___ Source extract

Technically, there is little danger of Jones’s ever becoming any good. His prose, struggle manfully with it though he may, remains a sneer-and-grin, pulp-fiction prose. His philosophical disquisitions sound like second-drawer reform-school bull sessions. His dialogue is wooden and undifferentiated, to the point where you can scarcely tell the girls from the boys. And to make assurance doubly sure, he seems to have passed beyond the reach of normal editorial protection against himself.
His new book, Go to the Widow-Maker, contains easily his worst writing to date. “He listened to the radio picking his teeth” might happen to anybody. But how about three “agitatedlys” and one “agitated” in the course of a page and a halt (“Agitatedly, Bonham motioned . . . agitatedly he motioned . . . motioned Grant violently . . . agitated finger”)? Or the four “roars” in a space of eleven lines? His people arc never allowed to laugh; they must always “roar with laughter.” And, sure sign of second-class matter, each must carry an identifying phrase wherever he goes, like a dog tag: the girl with the “champagne-colored hair,” the man with the “dirty cop’s grin.” One poor wight, clearly in the author’s bad books, is forever saying things “in his brutal fashion,” even when he is only asking for the salt. And so on - enough to make any agitated reader roar violently. Or, to use another Jonesism, “the irrationality of it was insane.”
It has always been easy to make fun of Jones on this level, especially when his publisher allows him to go out with his buttons undone like this. Jones is a real literary primitive (unlike Norman Mailer, who can turn it on and off), and as such he is a natural butt for the smoothies; he has also made a rather tasteless amount of money, which is an offense to all pious people.
Yet the body of his work amounts to something, and this very fact thrusts him ahead of his betters and earns him at least some of his money. Even his new book amounts to something, within this corpus (by itself it is almost worthless). His vulnerability includes a vulnerability to experience, which many of his tight-faced competitors lack, but that by itself would not be enough — we have had our fill of absorbent writers over the years. What Jones adds to it (besides impressive and easy-to-miss gifts for construction and process descriptions) is that rarest of blessings or curses, a private obsession that picks up echoes elsewhere, an obsession of public value.
This quasi-prophetic gift enabled him to write a first-rate book about World War II which was not even about World War II: From Here to Eternity was concerned with small-time brutality in the peacetime army, yet it said more about the war than all the painstaking combat novels put together. Then when Jones got on to the war itself, in The Thin Red Line, his crazy gift produced a universal book about the texture of war everywhere.

______
___ Provided records

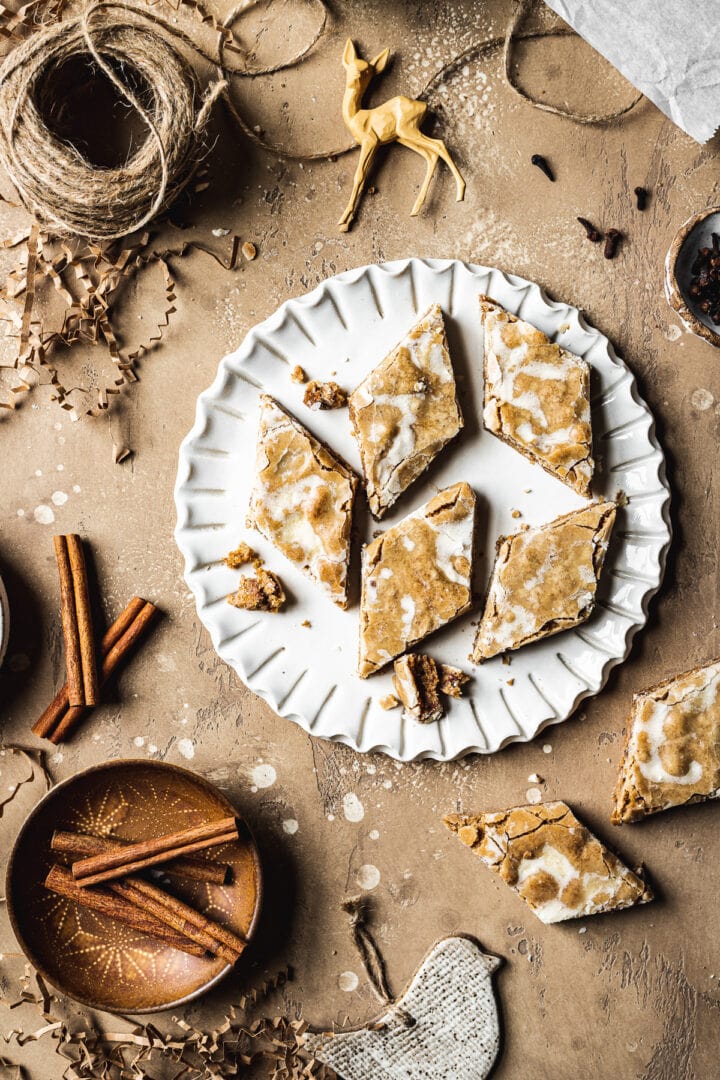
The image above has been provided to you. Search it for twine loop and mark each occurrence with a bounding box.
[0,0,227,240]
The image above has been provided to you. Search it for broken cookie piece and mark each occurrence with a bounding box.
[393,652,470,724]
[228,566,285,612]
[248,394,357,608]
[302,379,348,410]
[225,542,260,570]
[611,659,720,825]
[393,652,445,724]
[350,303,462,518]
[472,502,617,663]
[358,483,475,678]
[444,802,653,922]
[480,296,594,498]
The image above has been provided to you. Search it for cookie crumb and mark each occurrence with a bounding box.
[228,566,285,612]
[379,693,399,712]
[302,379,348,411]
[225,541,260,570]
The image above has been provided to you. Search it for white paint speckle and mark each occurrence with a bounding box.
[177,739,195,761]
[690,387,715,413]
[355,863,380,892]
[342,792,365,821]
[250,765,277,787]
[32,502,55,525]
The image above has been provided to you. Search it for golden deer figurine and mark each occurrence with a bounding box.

______

_Problems and tasks_
a - List every line in the rows that contains the string "cookie", treating uppercase and lowercase letters as different.
b - Write the next part of the critique of Jones's fiction, picking up after its final sentence.

_Response list_
a -
The image above has been provided to you. Search it for broken cookie piece and mark each occurrence with a bounding box.
The image above has been provided to you. Search it for cookie crumb and mark each occurrence with a bounding box.

b -
Thus, any book he writes, even an apparently trashy one, must be approached with respectful caution. We want to know if his obsession is still in working order, and whether it can ever be harnessed to peaceful use. So far, his peace-writing has kept one foot stubbornly in the war, but in this perhaps he still carries his generation with him. In any event, his books must be read all of a piece.
GO TO THE: WIDOW-MAKER only makes sense if we read it as the further adventures of the Jones enlisted man who began life in From Here to Eternity and was forged and twisted into adulthood in The Thin Red Line. Let us suppose that one of these worthies, sprawled on his bunk at Pearl, has just been handed his discharge papers and a check for a million dollars — possibly for a bestselling novel that he has pecked out in his spare time.
What does he do first? Well, he drinks and screws himself insensible, of course, this being his professional reaction to money. But when he comes to, there is the million dollars still standing there with hardly a dent in it. The money is banked, he is chained to it. So the Jones man starts on his travels. Hung over and neurasthenic from combat, he makes a stern effort to pull himself together. What do you do with civilian life anyway? What is it for? The trouble is that his chief experience of it up to now has been in the form of military leave — anonymous hell-raising with faceless girls in nameless hotels. This he will keep slipping back into with relief, treating whatever town he happens to be in like occupied territory; but there is no army to return to now, no frame to his debauchery, and no justification for it. An endless shore leave is a pretty fair version of hell. But what else is there to do?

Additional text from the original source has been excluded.